Task prompt
Reproduce exactly the lines below, starting at the line that contains "each like (172,104)." and ending with the last line of the records, both included; leave out any pictures.

Records from a data source
BEGIN

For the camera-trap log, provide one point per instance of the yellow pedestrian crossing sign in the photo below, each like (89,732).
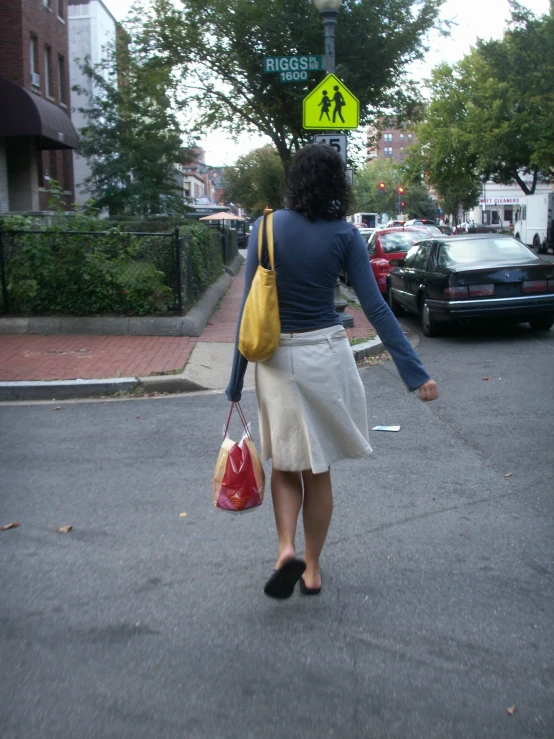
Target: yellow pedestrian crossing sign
(331,105)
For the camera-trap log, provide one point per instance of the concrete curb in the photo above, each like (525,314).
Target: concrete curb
(170,384)
(367,349)
(65,389)
(191,324)
(178,383)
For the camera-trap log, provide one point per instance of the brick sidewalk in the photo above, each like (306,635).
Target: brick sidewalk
(71,357)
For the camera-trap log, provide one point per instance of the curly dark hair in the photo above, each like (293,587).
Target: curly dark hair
(316,183)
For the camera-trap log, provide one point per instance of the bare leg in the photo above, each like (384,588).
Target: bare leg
(317,512)
(286,490)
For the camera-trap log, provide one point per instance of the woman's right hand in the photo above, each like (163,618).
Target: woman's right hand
(428,391)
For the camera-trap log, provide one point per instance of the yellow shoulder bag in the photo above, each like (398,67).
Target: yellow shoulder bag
(260,325)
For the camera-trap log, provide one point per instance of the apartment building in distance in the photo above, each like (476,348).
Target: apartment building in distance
(36,133)
(389,143)
(92,32)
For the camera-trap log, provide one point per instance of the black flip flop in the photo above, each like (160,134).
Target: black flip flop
(281,583)
(305,590)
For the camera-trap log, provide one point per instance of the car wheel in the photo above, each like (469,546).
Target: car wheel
(542,323)
(395,307)
(429,325)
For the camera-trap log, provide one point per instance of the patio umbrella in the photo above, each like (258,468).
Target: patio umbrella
(223,216)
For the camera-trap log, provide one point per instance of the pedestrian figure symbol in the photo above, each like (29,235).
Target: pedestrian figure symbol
(330,106)
(339,103)
(325,105)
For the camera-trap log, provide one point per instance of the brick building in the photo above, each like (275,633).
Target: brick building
(389,143)
(36,133)
(92,32)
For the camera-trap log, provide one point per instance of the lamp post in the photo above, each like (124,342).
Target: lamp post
(328,10)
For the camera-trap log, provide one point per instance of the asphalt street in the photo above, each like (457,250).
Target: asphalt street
(436,615)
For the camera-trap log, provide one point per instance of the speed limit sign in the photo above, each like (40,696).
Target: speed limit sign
(336,140)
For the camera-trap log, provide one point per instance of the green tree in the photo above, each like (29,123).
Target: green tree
(218,48)
(368,196)
(132,139)
(256,181)
(492,115)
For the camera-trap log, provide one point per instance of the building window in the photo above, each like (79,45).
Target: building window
(33,51)
(61,80)
(48,70)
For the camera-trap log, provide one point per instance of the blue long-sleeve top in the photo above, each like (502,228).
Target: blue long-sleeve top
(309,255)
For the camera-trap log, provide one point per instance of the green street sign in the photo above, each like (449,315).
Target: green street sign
(293,68)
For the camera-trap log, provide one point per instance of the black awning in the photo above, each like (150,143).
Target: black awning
(22,113)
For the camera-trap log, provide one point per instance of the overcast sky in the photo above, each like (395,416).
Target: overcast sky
(474,19)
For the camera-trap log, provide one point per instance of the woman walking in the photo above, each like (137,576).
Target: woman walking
(311,400)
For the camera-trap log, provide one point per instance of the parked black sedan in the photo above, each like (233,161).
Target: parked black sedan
(468,277)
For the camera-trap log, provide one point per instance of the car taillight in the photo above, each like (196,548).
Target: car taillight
(534,286)
(481,291)
(456,293)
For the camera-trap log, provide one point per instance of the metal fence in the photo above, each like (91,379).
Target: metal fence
(95,272)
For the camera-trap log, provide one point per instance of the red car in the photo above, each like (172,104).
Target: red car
(393,243)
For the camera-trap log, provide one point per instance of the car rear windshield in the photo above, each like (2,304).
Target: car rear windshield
(433,230)
(400,241)
(466,251)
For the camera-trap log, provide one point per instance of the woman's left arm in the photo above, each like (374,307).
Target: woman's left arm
(382,318)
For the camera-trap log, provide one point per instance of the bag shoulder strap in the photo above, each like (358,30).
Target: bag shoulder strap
(265,238)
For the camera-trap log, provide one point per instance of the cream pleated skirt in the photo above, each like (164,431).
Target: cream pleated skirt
(311,402)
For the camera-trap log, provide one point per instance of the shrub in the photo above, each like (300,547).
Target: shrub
(64,270)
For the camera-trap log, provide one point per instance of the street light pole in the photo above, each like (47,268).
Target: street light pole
(328,10)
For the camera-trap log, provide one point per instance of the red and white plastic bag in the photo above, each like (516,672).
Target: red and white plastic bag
(239,478)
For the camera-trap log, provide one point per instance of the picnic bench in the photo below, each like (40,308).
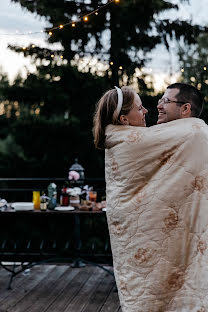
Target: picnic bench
(73,237)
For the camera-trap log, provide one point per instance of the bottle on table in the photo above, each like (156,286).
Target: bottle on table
(43,202)
(64,197)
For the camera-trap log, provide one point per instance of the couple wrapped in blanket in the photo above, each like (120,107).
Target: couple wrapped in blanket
(157,199)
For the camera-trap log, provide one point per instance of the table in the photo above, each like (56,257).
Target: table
(53,237)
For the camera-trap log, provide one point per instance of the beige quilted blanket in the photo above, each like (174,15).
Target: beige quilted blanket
(157,211)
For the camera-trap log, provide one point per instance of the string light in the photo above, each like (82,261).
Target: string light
(61,26)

END

Correct response
For the camera-trap log, provide one point per instance of the red car in the photo above, each like (172,104).
Target: red car
(393,243)
For the camera-trap log, provide one point per instance of the car rear windshield in the photo above, each like (2,304).
Target: car rear windshield
(433,230)
(400,241)
(466,251)
For the camera-trap log, provide one point per instance of the woman's left arm in the photo above, each like (374,307).
Target: woman's left arm
(382,318)
For the camera-trap log, provide one point per instance of the bag shoulder strap in the photo above, each like (358,30).
Target: bag shoulder strap
(265,238)
For the camera-trap log, provide one point per instance of the cream pleated skirt in the photo above, each like (164,431).
Target: cream pleated skirt
(311,402)
For the camera-trap log, provide one point per instance of the shrub in the photo above, each like (300,547).
Target: shrub
(64,270)
For the camera-trap log, provide one point per instance of the street light pole in the photo above, each like (47,268).
Target: street light pole
(328,10)
For the camera-trap log, provide one point per instance of the red and white plastic bag in the photo above, each like (516,672).
Target: red and white plastic bag
(239,478)
For the camera-trap log, provide one point per instance of the picnic bench in the photo below, each like (40,308).
Target: picnic bench
(73,237)
For the camera-trap log, provide one point per instance of the bottle on table in the photo above, each like (156,286).
Target: bottle on table
(43,202)
(64,197)
For the camera-trap log, provide one point per instance of the couple wrapped in blanket in the photo above, each like (120,107).
Target: couple wrapped in blanket
(157,199)
For the camera-trap log, provide one point per instance of the table in the photo above, each like (56,257).
Target: table
(53,237)
For the camera-trap log, provide one point per instance of the beige quilted blanket in the photo above, each like (174,15).
Target: beige quilted blanket
(157,211)
For the camera-trap log, provide one point per instance of the string light in the photo above, each like (82,261).
Target: string light
(61,26)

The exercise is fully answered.